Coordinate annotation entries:
....
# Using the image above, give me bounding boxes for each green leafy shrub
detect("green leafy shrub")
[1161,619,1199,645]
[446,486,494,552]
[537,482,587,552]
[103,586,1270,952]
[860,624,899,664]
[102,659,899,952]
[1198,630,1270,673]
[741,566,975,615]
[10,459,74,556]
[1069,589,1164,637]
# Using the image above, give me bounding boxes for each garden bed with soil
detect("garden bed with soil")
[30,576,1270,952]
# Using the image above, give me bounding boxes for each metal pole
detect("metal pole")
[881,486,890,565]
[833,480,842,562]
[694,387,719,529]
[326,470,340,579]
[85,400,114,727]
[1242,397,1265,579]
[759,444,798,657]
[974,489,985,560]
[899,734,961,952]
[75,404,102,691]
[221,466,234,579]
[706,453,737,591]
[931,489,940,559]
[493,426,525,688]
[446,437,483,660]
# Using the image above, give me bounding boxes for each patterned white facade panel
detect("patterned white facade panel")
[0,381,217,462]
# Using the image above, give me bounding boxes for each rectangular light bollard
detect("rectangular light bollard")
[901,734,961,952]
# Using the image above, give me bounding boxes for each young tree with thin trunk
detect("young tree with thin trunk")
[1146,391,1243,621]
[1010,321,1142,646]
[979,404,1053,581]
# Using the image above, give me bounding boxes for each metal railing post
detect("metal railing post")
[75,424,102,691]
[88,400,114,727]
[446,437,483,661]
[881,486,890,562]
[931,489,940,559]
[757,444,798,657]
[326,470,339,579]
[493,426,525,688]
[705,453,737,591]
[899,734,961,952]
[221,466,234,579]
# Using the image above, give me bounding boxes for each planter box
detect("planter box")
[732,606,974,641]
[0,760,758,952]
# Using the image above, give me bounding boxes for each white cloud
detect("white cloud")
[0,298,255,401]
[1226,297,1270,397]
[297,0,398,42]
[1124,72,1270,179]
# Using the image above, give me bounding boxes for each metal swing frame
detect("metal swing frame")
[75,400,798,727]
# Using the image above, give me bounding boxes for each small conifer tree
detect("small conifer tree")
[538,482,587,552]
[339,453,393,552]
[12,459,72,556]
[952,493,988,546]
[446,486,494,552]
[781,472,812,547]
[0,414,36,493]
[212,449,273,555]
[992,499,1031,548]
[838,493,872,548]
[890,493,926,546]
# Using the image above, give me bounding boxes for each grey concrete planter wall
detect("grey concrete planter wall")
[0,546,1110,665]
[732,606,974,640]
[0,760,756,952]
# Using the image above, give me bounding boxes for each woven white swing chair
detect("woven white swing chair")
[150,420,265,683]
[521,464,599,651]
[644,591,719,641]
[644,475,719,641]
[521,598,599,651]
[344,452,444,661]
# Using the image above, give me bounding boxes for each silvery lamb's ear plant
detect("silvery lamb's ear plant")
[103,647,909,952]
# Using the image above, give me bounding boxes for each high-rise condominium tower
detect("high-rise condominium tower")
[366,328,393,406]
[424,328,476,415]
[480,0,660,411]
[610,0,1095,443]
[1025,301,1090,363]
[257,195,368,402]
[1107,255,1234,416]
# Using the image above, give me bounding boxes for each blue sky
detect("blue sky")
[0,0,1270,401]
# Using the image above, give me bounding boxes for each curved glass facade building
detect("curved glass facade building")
....
* **Problem description**: Copy the lines exactly as they appear, starting with the line containing "each curved glass facade building" and continuing through the end of the records, with both included.

* **Response to this exercise**:
# Using the image above, give me bounding boxes for each curved glass facade building
detect("curved glass facade building")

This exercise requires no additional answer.